§ TO-DO LIST
**1.** Drawing on the text about Operation Choke Point, explain in one to three sentences why the FDIC's moral suasion efforts against payday lenders relied on reputational risk rather than on a recommendation to DOJ.
**2.** Answer these questions from the text about Operation Choke Point:
(a) What amount in transactions did Four Oaks Bank & Trust of North Carolina process for illegal customers?
(b) Within which agency, and during which administration, did Operation Choke Point originate?
(c) Which state does the text give as one that prohibits most payday loans?
**3.** Decide whether each statement agrees with the text about Operation Choke Point, answering yes or no and quoting the words that settle it:
(a) In 2014 the Federal Trade Commission made Independent Resources Network Corp. surrender $1.1 million.
(b) When President Obama took office, payday loans were legal in every state.
(c) The early enforcement actions went unnoticed by the industry.

§ TEXT EXCERPT
================

In addition to DOJ, the Federal Trade Commission also brought enforcement actions. For example, in 2014 it forced one payment processor, Independent Resources Network Corp., to surrender $1.1 million in illegal earnings due to the firm’s connection to a fraudulent credit-card interest rate reduction service. The scam had defrauded tens of thousands of people out of millions of dollars. Another high-profile enforcement action led to a settlement with Four Oaks Bank & Trust of North Carolina, which had processed nearly $2.4 billion in transactions for a variety of illegal customers—illegal payday lenders, Internet gambling operations, and a “thinly disguised online Ponzi scheme.” The bank had ignored both warning signs (unusually high charge reversal rates) and admonitions from state regulatory officials.
The payday loan companies raised special concerns, unsurprisingly. Numerous academic commentators have criticized the payday loan industry for its predatory lending practices and contribution to personal bankruptcies. At the time President Obama took office, payday loans were illegal in many states. It is not at all surprising, and therefore, much less inappropriate, that regulators began to discourage banks from having financial entanglements with payday lenders. Critics of Operation Choke Point have made much of an email by FDIC Atlanta Regional Director Thomas Dujenski saying, “I literally cannot stand pay day lending,” but a wide range of legal experts and reformers share Dukenski’s view.
The FDIC focused on payday lenders for its enforcement actions and moral suasion efforts. In the latter case, there was not necessarily evidence of illegal activity (otherwise, it could have recommended DOJ pursue an enforcement action), but instead relied on reputational risk due to the exploitative nature of payday loans, the high rate of illegality and regulatory violations among them, and the fact that some states, such as New York, prohibit most payday loans. Although some scholars have recently criticized the FDIC and other regulators for treating regulatory risk as something under their purview, reputational risk does present financial risks for firms with bad reputations because of the stigmas against them can cause these firms to lose customers, employees, investors, lend vendors, landlords or tenants, etc.
Thus, Operation Choke Point originated with a modest initiative within DOJ during the Obama Administration, partnering with a multiagency task force targeting financial fraud. These officials coordinated their efforts to an attempt to “choke off” the financing of certain industries connected with various consumer fraud, especially from payday lenders. The FDIC took steps to discourage banks from financing Ponzi schemes, consumer fraud, and (mostly, it turned out) payday loan providers. The high-profile enforcement actions early on in Operation Choke Point had their intended deterrent effect—the industry noticed.

================

§ DATA PROVIDED
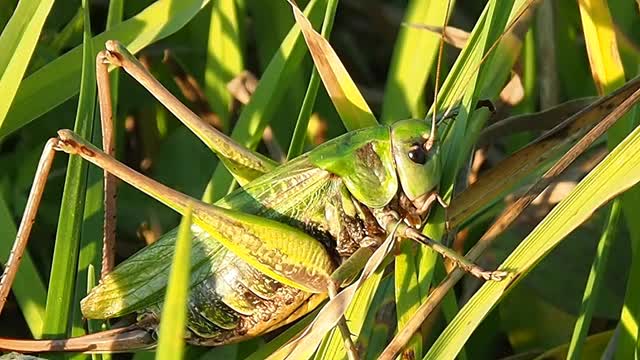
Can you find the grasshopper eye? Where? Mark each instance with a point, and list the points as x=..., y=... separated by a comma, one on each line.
x=417, y=154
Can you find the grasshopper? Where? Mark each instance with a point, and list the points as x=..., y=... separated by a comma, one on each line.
x=260, y=260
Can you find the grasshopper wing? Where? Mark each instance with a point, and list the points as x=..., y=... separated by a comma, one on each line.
x=229, y=299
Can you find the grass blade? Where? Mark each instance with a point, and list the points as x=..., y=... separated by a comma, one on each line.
x=268, y=95
x=349, y=102
x=174, y=311
x=615, y=174
x=299, y=134
x=65, y=256
x=28, y=287
x=224, y=57
x=18, y=41
x=413, y=60
x=608, y=74
x=59, y=80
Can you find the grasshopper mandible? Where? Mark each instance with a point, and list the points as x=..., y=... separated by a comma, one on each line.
x=260, y=260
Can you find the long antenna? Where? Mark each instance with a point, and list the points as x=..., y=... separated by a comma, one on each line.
x=432, y=136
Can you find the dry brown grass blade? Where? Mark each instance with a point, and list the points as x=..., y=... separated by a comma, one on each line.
x=344, y=93
x=521, y=164
x=623, y=99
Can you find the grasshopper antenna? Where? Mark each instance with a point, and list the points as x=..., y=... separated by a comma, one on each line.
x=432, y=136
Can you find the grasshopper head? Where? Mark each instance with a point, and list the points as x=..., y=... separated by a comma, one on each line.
x=417, y=159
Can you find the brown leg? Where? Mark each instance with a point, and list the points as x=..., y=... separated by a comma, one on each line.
x=28, y=218
x=352, y=353
x=243, y=160
x=106, y=119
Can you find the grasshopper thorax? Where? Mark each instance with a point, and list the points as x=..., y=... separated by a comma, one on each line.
x=417, y=161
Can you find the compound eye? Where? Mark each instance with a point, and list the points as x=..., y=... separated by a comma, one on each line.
x=417, y=154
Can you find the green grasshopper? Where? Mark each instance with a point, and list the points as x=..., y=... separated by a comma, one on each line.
x=260, y=259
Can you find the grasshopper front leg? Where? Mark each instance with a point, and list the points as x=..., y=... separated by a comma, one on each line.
x=244, y=164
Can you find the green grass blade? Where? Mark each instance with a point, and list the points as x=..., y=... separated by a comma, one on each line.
x=224, y=57
x=413, y=60
x=594, y=283
x=264, y=351
x=268, y=95
x=174, y=311
x=59, y=81
x=608, y=74
x=299, y=134
x=18, y=41
x=615, y=174
x=343, y=91
x=65, y=257
x=332, y=346
x=28, y=287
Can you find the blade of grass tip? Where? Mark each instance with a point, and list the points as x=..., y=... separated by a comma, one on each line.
x=268, y=95
x=58, y=81
x=615, y=174
x=594, y=283
x=18, y=41
x=174, y=311
x=65, y=255
x=269, y=348
x=347, y=99
x=375, y=333
x=299, y=133
x=92, y=325
x=28, y=287
x=412, y=60
x=608, y=74
x=270, y=28
x=224, y=57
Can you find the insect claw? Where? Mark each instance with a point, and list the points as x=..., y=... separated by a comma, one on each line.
x=498, y=275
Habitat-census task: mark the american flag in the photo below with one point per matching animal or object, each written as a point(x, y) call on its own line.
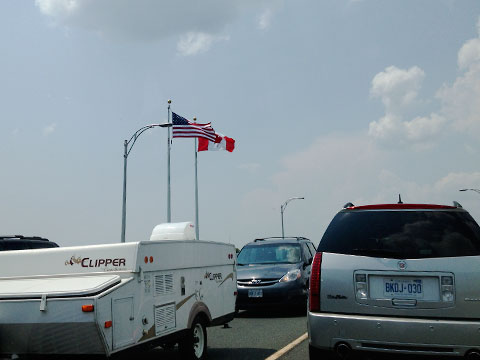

================

§ TASK-BY-TASK OUTPUTS
**1.** In those efforts there was not necessarily evidence of illegal activity; otherwise, the FDIC could have recommended that DOJ pursue an enforcement action. It relied instead on reputational risk, pointing to the exploitative nature of payday loans, the high rate of illegality and regulatory violations among them, and the fact that some states, such as New York, prohibit most payday loans.

**2.**
(a) Nearly $2.4 billion.
(b) Within DOJ, during the Obama Administration.
(c) New York.

**3.**
(a) Yes: "in 2014 it forced one payment processor, Independent Resources Network Corp., to surrender $1.1 million in illegal earnings"
(b) No: "At the time President Obama took office, payday loans were illegal in many states."
(c) No: "The high-profile enforcement actions early on in Operation Choke Point had their intended deterrent effect—the industry noticed."